What is expected
Reproduce the lines between the one containing "of green cap" and the one containing "586, 1420, 672]]", inclusive, substituting "closely fit" for "tightly enclose" and leaving everything else unchanged.

Data in this exercise
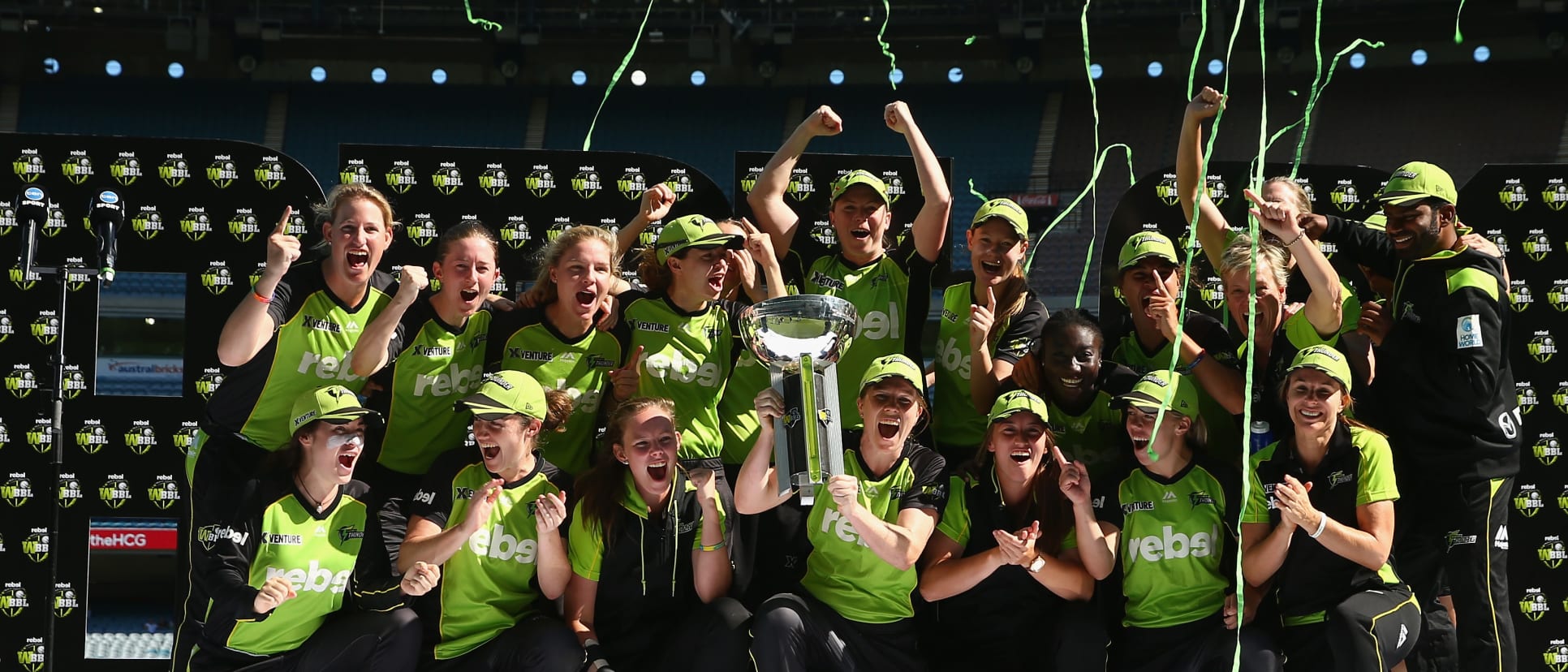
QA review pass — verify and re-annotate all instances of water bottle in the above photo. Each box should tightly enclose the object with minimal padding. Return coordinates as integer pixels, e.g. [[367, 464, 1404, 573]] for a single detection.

==

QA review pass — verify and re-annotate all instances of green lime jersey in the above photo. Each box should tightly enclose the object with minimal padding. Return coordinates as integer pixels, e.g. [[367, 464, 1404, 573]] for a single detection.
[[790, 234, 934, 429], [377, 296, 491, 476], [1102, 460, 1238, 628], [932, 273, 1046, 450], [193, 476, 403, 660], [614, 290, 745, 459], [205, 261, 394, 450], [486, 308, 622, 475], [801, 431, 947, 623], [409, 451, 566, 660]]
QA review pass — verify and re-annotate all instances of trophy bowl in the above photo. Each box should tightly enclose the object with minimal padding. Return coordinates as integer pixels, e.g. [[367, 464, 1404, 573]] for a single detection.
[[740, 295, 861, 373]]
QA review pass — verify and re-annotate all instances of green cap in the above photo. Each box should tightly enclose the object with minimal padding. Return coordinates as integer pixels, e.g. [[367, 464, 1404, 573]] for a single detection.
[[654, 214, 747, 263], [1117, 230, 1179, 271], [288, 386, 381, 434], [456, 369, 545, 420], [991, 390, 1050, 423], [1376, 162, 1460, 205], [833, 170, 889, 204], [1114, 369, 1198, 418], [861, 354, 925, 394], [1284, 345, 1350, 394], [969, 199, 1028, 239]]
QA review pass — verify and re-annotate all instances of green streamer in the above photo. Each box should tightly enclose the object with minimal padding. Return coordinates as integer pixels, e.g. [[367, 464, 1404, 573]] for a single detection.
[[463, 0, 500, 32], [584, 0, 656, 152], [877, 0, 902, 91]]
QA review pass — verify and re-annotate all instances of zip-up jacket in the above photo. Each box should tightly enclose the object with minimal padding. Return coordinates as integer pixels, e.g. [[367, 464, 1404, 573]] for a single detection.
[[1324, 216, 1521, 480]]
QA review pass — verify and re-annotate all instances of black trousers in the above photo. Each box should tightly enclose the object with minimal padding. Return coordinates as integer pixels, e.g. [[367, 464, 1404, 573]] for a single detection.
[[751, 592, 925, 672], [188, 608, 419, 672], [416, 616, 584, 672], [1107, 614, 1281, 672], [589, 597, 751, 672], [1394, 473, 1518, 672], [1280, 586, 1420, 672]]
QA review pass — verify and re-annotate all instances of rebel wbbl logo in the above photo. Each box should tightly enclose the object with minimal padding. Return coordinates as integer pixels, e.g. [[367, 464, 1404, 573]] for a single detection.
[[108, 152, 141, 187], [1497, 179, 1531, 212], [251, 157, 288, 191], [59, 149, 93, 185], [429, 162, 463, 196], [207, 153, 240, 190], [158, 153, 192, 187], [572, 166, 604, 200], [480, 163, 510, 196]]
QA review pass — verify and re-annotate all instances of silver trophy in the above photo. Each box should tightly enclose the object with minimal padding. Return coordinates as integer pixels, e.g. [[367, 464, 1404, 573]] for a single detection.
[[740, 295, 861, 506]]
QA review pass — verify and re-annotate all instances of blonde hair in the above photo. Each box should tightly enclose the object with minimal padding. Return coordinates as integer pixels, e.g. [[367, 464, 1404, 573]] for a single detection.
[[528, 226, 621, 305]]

Output below
QA review pass — verify and re-annotate all instances of green cap in the above photo. Each box should closely fit the object with minimal padding. Return coordinates as integer pixels, e.g. [[367, 464, 1404, 573]] for a single detection.
[[654, 214, 747, 263], [1117, 230, 1179, 271], [288, 386, 381, 434], [456, 369, 545, 420], [991, 390, 1050, 423], [1376, 162, 1460, 205], [833, 170, 889, 204], [1114, 369, 1198, 418], [861, 354, 925, 394], [1284, 345, 1350, 394], [969, 199, 1028, 239]]
QA review pass — verify and re-annotate all instances of green streamer in the above photo. Each box should closely fit the object with minimal padding. Return coordinates as integer pixels, e.g. [[367, 464, 1404, 573]] for a single detection.
[[463, 0, 500, 32], [584, 0, 656, 152], [877, 0, 902, 91]]
QA review pass — verify and re-annotate all instances of zip-up jacket in the above photo. Each box should closely fit the object with minimal padding. Return coordinates as integer pixels, e.g. [[367, 464, 1404, 573]] for a single detection.
[[1324, 216, 1521, 480]]
QA review pass — verify and re-annotate all instances of black trousers in the above photo. Each box should closely fit the object with minimal padding. Return coordinates as integer pixels, e.g. [[367, 464, 1404, 573]] for a single detection.
[[751, 592, 925, 672], [188, 608, 419, 672], [416, 616, 584, 672], [1107, 614, 1281, 672], [589, 597, 751, 672], [1394, 473, 1518, 672], [1280, 586, 1420, 672]]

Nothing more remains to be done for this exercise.